Set out each line of the material below as a numbered list, leaving out the blank lines.

━━━━━ DATASET EXCERPTS

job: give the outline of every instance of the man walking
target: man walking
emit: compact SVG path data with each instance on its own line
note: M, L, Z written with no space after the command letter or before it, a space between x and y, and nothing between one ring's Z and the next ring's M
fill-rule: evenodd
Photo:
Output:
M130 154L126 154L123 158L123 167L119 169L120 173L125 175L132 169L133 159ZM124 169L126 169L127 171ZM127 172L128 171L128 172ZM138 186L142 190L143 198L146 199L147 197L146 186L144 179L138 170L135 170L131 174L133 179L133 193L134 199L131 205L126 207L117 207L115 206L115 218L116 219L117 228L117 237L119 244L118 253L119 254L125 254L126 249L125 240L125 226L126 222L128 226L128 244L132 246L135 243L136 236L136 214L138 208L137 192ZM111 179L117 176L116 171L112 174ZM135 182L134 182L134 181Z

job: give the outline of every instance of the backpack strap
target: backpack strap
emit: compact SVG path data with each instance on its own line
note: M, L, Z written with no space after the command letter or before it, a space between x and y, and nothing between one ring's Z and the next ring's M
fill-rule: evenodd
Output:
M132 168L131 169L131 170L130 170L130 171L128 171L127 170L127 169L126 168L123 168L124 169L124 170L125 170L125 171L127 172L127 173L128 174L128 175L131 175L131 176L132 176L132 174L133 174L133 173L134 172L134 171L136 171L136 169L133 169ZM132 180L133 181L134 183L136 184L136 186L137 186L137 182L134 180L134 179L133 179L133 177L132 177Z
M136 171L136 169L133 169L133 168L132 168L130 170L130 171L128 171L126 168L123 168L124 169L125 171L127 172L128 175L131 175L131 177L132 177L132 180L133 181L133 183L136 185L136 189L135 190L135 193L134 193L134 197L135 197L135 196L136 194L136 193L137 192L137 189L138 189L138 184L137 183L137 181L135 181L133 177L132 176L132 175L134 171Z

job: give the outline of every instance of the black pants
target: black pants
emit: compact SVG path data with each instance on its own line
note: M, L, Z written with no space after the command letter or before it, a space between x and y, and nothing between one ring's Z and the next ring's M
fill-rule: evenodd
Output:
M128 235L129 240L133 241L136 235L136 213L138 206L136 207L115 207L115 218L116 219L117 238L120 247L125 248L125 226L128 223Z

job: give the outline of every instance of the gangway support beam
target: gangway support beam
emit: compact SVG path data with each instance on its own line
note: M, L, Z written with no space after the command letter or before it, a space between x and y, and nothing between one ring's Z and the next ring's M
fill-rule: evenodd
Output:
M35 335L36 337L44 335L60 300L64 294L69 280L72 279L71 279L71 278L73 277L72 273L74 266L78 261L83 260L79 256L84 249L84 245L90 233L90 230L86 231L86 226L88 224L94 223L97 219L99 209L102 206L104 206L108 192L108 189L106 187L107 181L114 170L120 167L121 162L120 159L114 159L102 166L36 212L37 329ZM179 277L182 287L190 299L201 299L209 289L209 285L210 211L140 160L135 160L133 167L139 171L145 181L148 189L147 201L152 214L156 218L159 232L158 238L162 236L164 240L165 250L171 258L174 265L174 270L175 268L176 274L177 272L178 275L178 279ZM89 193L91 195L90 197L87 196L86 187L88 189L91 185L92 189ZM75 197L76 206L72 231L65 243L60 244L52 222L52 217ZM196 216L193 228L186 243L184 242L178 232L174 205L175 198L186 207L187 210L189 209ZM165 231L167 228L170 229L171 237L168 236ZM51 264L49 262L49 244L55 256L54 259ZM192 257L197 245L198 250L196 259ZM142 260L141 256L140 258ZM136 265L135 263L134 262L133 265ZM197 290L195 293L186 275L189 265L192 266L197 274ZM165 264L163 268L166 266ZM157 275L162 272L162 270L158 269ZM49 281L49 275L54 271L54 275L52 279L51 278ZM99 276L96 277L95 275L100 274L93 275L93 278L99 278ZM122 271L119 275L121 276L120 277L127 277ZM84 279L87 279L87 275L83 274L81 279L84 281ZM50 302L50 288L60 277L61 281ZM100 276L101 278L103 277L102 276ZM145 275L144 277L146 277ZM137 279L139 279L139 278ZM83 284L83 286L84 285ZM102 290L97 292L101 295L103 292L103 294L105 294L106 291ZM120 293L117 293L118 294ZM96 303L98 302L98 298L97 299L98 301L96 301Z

━━━━━━━━━━

◆ SOLUTION FOR THIS EXERCISE:
1. job: give the outline of every instance of the man walking
2. target: man walking
3. emit: compact SVG path data with each instance on its own line
4. note: M, L, Z written with no space after the command letter or before it, a space between x and y, and nothing between one ring's Z and the next ring's M
5. fill-rule: evenodd
6. Photo:
7. Output:
8. M130 154L126 154L123 158L123 167L119 169L120 173L125 175L132 169L133 159ZM124 169L126 169L127 171ZM127 172L128 171L128 172ZM138 186L142 190L143 198L146 199L147 197L146 186L144 179L138 170L135 170L131 174L133 179L133 193L134 199L131 205L126 207L117 207L115 206L115 218L116 219L117 228L117 237L119 244L118 253L119 254L125 254L126 249L125 240L125 226L126 222L128 226L128 244L132 246L135 243L136 236L136 214L138 208L137 192ZM111 179L117 176L116 171L112 174ZM135 182L134 182L134 181Z
9. job: give the outline of every instance of the backpack strap
10. target: backpack strap
11. emit: compact SVG path data with each instance on its own line
12. note: M, L, Z written with no space after the command letter or before it, a space between x and y, and nothing between one ring's Z and the next ring's M
13. fill-rule: evenodd
14. Output:
15. M132 168L131 169L131 170L130 170L130 171L128 171L127 170L127 169L126 168L123 168L124 169L124 170L125 170L125 171L127 172L127 173L128 174L128 175L131 175L131 176L132 176L132 174L133 174L133 173L134 172L134 171L136 171L136 169L133 169ZM132 180L133 181L134 183L136 184L136 186L137 186L137 182L134 180L134 179L133 179L133 177L132 177Z
16. M136 171L136 169L133 169L133 168L132 168L130 170L130 171L128 171L126 168L123 168L124 169L125 171L127 172L128 175L131 175L131 177L132 177L132 180L133 181L133 183L136 185L136 189L135 190L135 193L134 193L134 197L135 197L135 196L136 194L136 193L137 192L137 189L138 189L138 184L137 183L137 181L135 181L133 177L132 176L132 175L134 171Z
17. job: give the outline of every instance of the black pants
18. target: black pants
19. emit: compact SVG path data with each instance on its own line
20. note: M, L, Z written with no space after the command letter or before it, a space between x and y, and nothing between one ring's Z and the next ring's M
21. fill-rule: evenodd
22. Output:
23. M128 235L129 240L133 241L136 235L136 213L138 206L136 207L115 207L115 218L116 219L117 238L120 247L125 248L125 226L128 223Z
24. job: give the outline of every instance of the gangway support beam
25. target: gangway support beam
26. emit: compact SVG path data with each instance on its own line
27. note: M, L, Z written with no space after the command letter or before it, a space between x and y, and nothing between one ring's Z and the next ring's M
28. fill-rule: evenodd
29. Output:
30. M35 335L36 337L44 335L60 300L64 294L69 280L72 279L71 279L71 278L73 277L72 273L74 266L78 261L83 260L79 256L84 249L84 245L90 233L90 230L86 231L86 226L88 224L94 223L97 219L99 209L102 206L104 206L108 192L108 189L106 187L107 181L114 170L120 167L121 162L120 159L114 159L102 166L36 212L37 329ZM179 277L182 287L190 299L201 299L209 289L209 285L210 211L140 160L135 160L133 167L139 171L145 181L148 189L147 201L152 214L156 218L159 232L158 238L162 236L164 240L165 250L171 258L174 265L174 270L175 268L176 274L177 272L178 275L178 279ZM89 193L91 195L90 197L87 196L86 187L88 189L91 185L92 189ZM75 197L76 206L72 231L65 243L60 244L52 222L52 217ZM196 216L193 228L186 243L184 242L178 232L174 205L175 198L186 207L187 210L189 209ZM165 231L167 228L170 229L171 237L168 236ZM51 264L49 262L49 244L55 256L54 259ZM192 257L197 245L198 250L196 259ZM142 260L141 256L140 258ZM136 265L135 263L134 262L133 265ZM197 290L195 293L186 275L189 265L192 266L197 274ZM165 264L163 268L166 266ZM157 275L162 272L162 270L158 269ZM49 281L49 275L54 271L54 275L52 279L51 278ZM99 276L96 277L95 275L100 274L93 275L93 278L99 278ZM122 271L119 275L121 276L120 277L127 277ZM84 279L87 279L87 275L83 274L81 279L84 281ZM50 302L50 288L60 277L61 281ZM100 276L101 278L103 277L102 276ZM145 275L144 277L146 277ZM137 279L139 279L139 278ZM83 284L83 286L84 285ZM102 290L97 292L101 295L103 292L103 294L105 294L106 291ZM120 293L117 293L118 294ZM96 303L98 302L98 298L97 299L98 301L96 301Z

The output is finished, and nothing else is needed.